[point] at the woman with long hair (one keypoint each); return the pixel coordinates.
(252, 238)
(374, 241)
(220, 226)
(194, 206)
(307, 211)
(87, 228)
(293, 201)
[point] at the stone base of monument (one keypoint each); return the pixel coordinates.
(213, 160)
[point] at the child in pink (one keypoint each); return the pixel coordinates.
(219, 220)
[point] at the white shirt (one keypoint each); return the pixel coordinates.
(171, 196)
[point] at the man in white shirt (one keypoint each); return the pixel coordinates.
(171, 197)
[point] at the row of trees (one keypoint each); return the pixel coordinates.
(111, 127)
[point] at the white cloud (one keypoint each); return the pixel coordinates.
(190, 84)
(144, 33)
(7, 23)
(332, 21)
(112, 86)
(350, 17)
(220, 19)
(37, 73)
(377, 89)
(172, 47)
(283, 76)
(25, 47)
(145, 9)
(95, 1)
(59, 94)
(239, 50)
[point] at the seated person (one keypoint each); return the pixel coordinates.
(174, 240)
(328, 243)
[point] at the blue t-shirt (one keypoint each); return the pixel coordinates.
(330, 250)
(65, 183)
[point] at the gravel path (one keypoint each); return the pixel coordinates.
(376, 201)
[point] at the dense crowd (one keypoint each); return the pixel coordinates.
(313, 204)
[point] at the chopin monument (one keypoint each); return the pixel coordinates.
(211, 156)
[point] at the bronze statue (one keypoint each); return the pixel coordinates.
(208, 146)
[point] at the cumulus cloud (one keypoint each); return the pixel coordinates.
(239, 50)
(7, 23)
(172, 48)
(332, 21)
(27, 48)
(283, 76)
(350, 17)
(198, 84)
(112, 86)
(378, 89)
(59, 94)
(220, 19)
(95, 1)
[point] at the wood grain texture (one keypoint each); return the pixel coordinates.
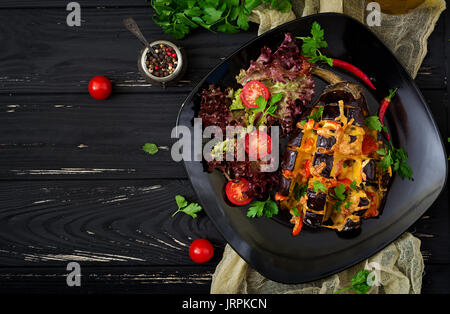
(108, 280)
(112, 222)
(61, 136)
(42, 54)
(32, 4)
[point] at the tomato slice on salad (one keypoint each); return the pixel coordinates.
(258, 144)
(251, 91)
(235, 191)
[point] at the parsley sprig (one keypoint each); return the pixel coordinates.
(178, 18)
(374, 123)
(395, 157)
(267, 107)
(312, 45)
(358, 283)
(190, 209)
(266, 208)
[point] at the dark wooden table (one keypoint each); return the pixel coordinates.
(75, 184)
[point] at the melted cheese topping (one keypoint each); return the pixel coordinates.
(348, 166)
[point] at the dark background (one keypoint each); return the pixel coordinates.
(74, 182)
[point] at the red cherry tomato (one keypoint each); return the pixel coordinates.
(201, 251)
(235, 191)
(100, 87)
(253, 90)
(258, 144)
(369, 145)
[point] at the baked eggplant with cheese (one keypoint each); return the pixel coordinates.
(330, 173)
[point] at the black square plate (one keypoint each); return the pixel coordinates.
(267, 244)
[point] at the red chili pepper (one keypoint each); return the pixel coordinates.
(383, 107)
(353, 69)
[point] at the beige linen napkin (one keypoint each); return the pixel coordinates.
(400, 265)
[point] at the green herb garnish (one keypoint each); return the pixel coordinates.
(373, 122)
(299, 191)
(319, 186)
(358, 283)
(317, 115)
(311, 45)
(177, 18)
(190, 209)
(267, 107)
(266, 208)
(396, 158)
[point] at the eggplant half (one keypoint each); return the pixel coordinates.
(341, 185)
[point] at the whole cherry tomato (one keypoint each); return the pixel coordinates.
(235, 191)
(201, 251)
(100, 87)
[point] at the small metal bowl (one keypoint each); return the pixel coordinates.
(166, 80)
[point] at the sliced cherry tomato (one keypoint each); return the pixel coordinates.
(201, 251)
(253, 90)
(288, 173)
(235, 191)
(307, 169)
(369, 145)
(100, 87)
(298, 226)
(258, 144)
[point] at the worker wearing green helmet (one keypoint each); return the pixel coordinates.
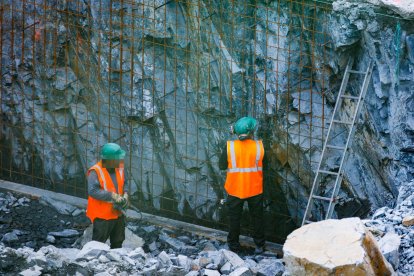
(108, 196)
(243, 159)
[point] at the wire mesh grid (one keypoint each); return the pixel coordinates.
(164, 79)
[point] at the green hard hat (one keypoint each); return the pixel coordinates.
(112, 151)
(245, 125)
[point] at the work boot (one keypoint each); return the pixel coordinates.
(236, 248)
(259, 250)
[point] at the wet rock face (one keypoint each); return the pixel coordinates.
(393, 232)
(27, 222)
(167, 251)
(170, 107)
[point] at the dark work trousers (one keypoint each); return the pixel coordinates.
(235, 209)
(114, 229)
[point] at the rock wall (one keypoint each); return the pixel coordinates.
(165, 79)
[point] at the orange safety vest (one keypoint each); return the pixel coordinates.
(103, 209)
(245, 168)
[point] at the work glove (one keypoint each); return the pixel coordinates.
(125, 201)
(116, 198)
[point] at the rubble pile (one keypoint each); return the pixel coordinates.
(394, 229)
(34, 223)
(165, 252)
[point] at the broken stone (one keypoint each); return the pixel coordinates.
(60, 206)
(233, 258)
(210, 272)
(389, 245)
(408, 221)
(91, 250)
(226, 268)
(241, 271)
(164, 259)
(309, 250)
(9, 238)
(33, 271)
(67, 233)
(270, 267)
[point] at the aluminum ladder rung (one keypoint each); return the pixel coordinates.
(336, 112)
(323, 198)
(335, 147)
(357, 72)
(342, 122)
(350, 97)
(328, 172)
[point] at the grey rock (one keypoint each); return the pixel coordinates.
(270, 267)
(210, 272)
(232, 258)
(10, 238)
(92, 250)
(32, 271)
(149, 229)
(226, 268)
(153, 246)
(241, 271)
(164, 259)
(67, 233)
(409, 40)
(50, 239)
(192, 273)
(60, 206)
(184, 262)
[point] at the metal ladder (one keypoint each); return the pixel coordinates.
(341, 149)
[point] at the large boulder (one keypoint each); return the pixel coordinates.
(131, 239)
(334, 247)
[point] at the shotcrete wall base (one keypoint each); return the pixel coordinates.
(156, 220)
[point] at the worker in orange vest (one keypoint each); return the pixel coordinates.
(108, 196)
(243, 159)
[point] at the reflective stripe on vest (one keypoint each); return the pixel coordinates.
(233, 160)
(104, 209)
(99, 170)
(244, 168)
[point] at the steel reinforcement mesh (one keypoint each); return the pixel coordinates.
(164, 79)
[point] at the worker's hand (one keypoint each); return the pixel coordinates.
(116, 198)
(125, 203)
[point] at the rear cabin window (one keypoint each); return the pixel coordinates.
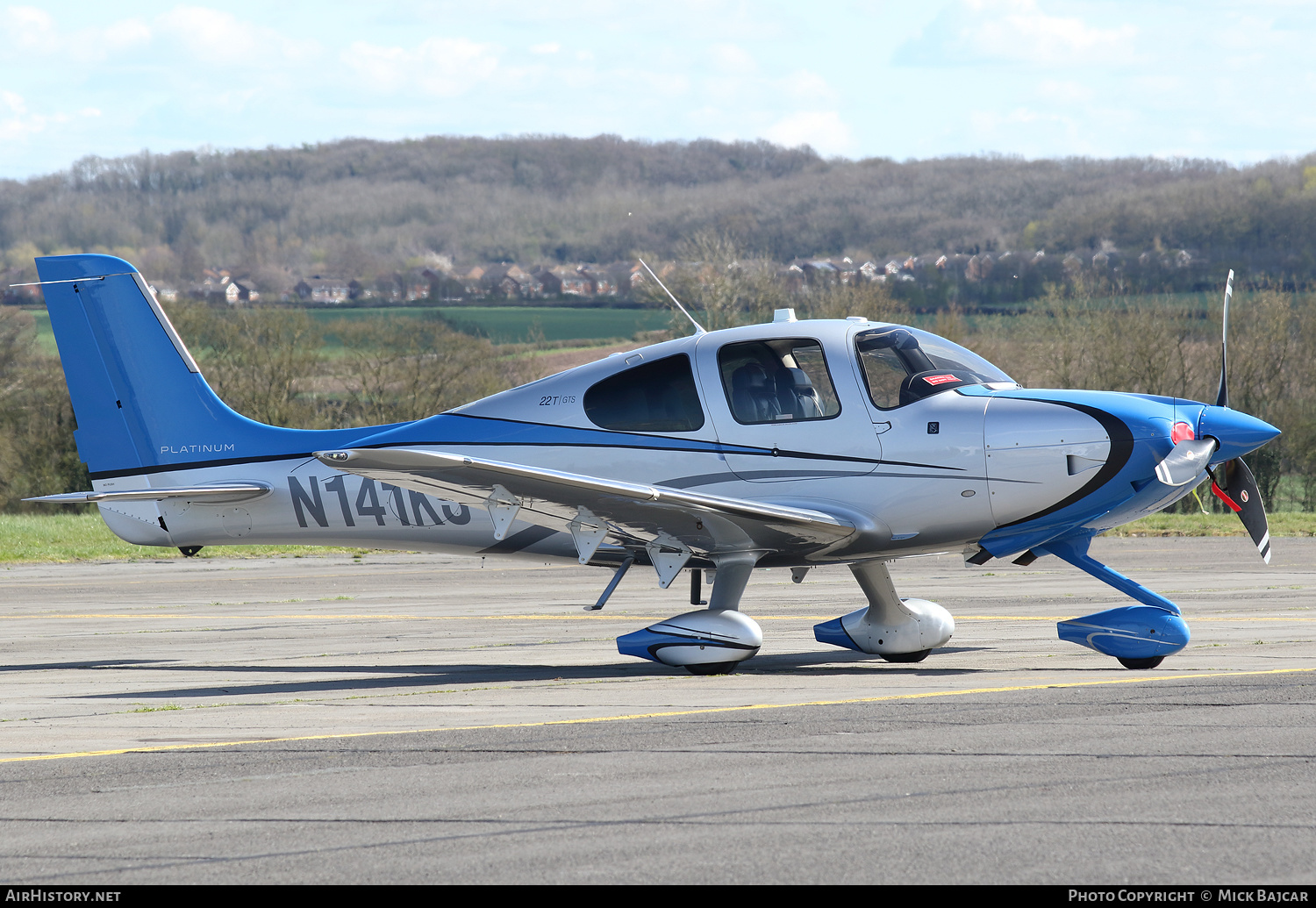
(658, 397)
(776, 381)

_ _ _ _

Nothing in the entries above should change when they are printed again, except that the pictures are dropped.

> **COMPLETE OUTPUT**
[point] at the woman with long hair (one keypoint each); return the pixel coordinates.
(252, 238)
(374, 241)
(220, 226)
(194, 206)
(307, 211)
(87, 228)
(293, 201)
[point] at the stone base of monument (one keypoint each); return the pixel coordinates.
(213, 160)
[point] at the child in pink (one keypoint each); return the pixel coordinates.
(219, 220)
[point] at the white shirt (one keypoint each); return the pixel coordinates.
(171, 196)
[point] at the man in white shirt (one keypoint each); return the pixel coordinates.
(171, 197)
[point] at the row of trees (one keypoint each); return the pixel coordinates.
(111, 127)
[point] at the white cloud (one keypoint each); return the pixel coordinates.
(190, 84)
(144, 33)
(7, 23)
(332, 21)
(112, 86)
(350, 17)
(220, 19)
(37, 73)
(377, 89)
(172, 47)
(283, 76)
(25, 47)
(145, 9)
(95, 1)
(59, 94)
(239, 50)
[point] at the seated person (one keypoint each); return the pixel coordinates.
(174, 240)
(328, 243)
[point] at the blue t-shirt (one keypoint each); return the pixel coordinates.
(330, 250)
(65, 183)
[point] at the gravel path (one keypoint each); return the pixel coordinates.
(376, 201)
[point] at the dense crowd (one keypoint each); return the pixel coordinates.
(313, 204)
[point] at the chopin monument (one keypoint each); return the pixel coordinates.
(211, 156)
[point] at the bronze statue (one keypoint each); return the pixel coordinates.
(208, 146)
[point] at the cumulus cloud (one keypoint each); return the pixel coordinates.
(239, 50)
(7, 23)
(172, 48)
(332, 21)
(27, 48)
(283, 76)
(350, 17)
(198, 84)
(112, 86)
(378, 89)
(59, 94)
(220, 19)
(95, 1)
[point] at the wood grain texture (one keypoint each); return the pixel coordinates.
(108, 280)
(112, 222)
(61, 136)
(42, 54)
(32, 4)
[point] at the tomato slice on salad (one keypoint each); return the pixel coordinates.
(258, 144)
(251, 91)
(235, 191)
[point] at the parsley sprig (one keypoint each); return the pixel coordinates.
(178, 18)
(374, 123)
(395, 157)
(267, 107)
(312, 45)
(358, 283)
(190, 209)
(266, 208)
[point] at the dark wooden table (one keypoint each); return the pixel coordinates.
(75, 184)
[point] at the melted cheese topping (one keypoint each); return the pixel coordinates.
(348, 166)
[point] at the dark background (one keypoint each); return the pixel coordinates.
(74, 182)
[point] at the red cherry tomato (one keypoint each); return the pixel coordinates.
(201, 251)
(235, 191)
(100, 87)
(253, 90)
(258, 144)
(369, 145)
[point] at the baked eggplant with cheese (one keypoint each); return the pixel coordinates.
(330, 173)
[point] at the black square plate (one keypoint each); return the pixel coordinates.
(267, 244)
[point] at the red chili pepper (one keypoint each); return the pixel coordinates.
(383, 107)
(353, 69)
[point] at the beige linen napkin (one keypoint each); return the pixel coordinates.
(400, 265)
[point] at the green herb garnish (one keypoint each); return the pixel coordinates.
(373, 122)
(299, 191)
(319, 186)
(358, 283)
(317, 115)
(311, 45)
(177, 18)
(190, 209)
(267, 107)
(266, 208)
(396, 158)
[point] at the eggplant half (one keypoint each); return the pixel coordinates.
(341, 185)
[point] at the whole cherry tomato (one keypoint each); return the pixel coordinates.
(235, 191)
(201, 251)
(100, 87)
[point] at the small metal bowl (one keypoint each); return the pixel coordinates.
(166, 80)
[point] at the sliced cherry tomato (one keypoint each); return the pixel coordinates.
(201, 251)
(253, 90)
(288, 173)
(235, 191)
(307, 169)
(369, 145)
(100, 87)
(298, 226)
(258, 144)
[point] at the worker wearing green helmet (one keypoint each); return the pixel coordinates.
(108, 196)
(243, 159)
[point] at the wire mesh grid (one keypoint each); return the pixel coordinates.
(164, 79)
[point] at the green hard hat (one keypoint each); return the pixel coordinates.
(112, 151)
(245, 125)
[point] at the work boot (one keypoint each); return the pixel coordinates.
(236, 248)
(259, 250)
[point] at the wet rock face (one keypoint each); return the pixel coordinates.
(393, 232)
(27, 222)
(167, 251)
(170, 107)
[point] at the dark work trousers (one keypoint each); return the pixel coordinates.
(235, 209)
(114, 229)
[point] at the rock wall (one keypoint each); return the pixel coordinates.
(165, 79)
[point] at the orange safety vest (one keypoint each); return the pixel coordinates.
(103, 209)
(245, 168)
[point] at the work glove (one keypoint each); return the pixel coordinates.
(125, 201)
(116, 198)
[point] at the rubble pile (one keypoint each); return the pixel coordinates.
(394, 229)
(34, 223)
(165, 252)
[point] at the broken stone (one keypoint each); return the pixel coordinates.
(60, 206)
(233, 258)
(210, 272)
(389, 245)
(408, 221)
(91, 250)
(226, 268)
(241, 271)
(164, 259)
(309, 250)
(9, 238)
(33, 271)
(67, 233)
(270, 267)
[point] at the aluminum ladder rung (one keypoint each); return the pixel coordinates.
(336, 112)
(323, 198)
(335, 147)
(357, 72)
(342, 122)
(350, 97)
(328, 172)
[point] at the grey rock (one keypoint each); return the pixel coordinates.
(270, 267)
(210, 272)
(232, 258)
(10, 238)
(92, 250)
(32, 271)
(149, 229)
(226, 268)
(153, 246)
(241, 271)
(164, 259)
(67, 233)
(409, 40)
(50, 239)
(192, 273)
(60, 206)
(184, 262)
[point] at the metal ladder (one keypoint each); return the pixel coordinates.
(341, 149)
[point] at the large boulder (one keypoint each); return the pixel coordinates.
(131, 239)
(334, 247)
[point] at the shotcrete wall base (one keypoint each); return the pixel coordinates.
(156, 220)
[point] at the worker in orange vest (one keypoint each); return the pixel coordinates.
(108, 196)
(243, 159)
[point] at the reflective stripe on vest (one keypoint each); return the pixel coordinates.
(233, 160)
(104, 209)
(99, 170)
(244, 168)
[point] at the steel reinforcement mesh (one keypoint each); return the pixel coordinates.
(164, 79)
[point] at the worker's hand (one keypoint each); return the pixel coordinates.
(116, 198)
(125, 203)
[point] at the rear cabin window (one keypoint each); return the pixel coordinates.
(658, 397)
(776, 381)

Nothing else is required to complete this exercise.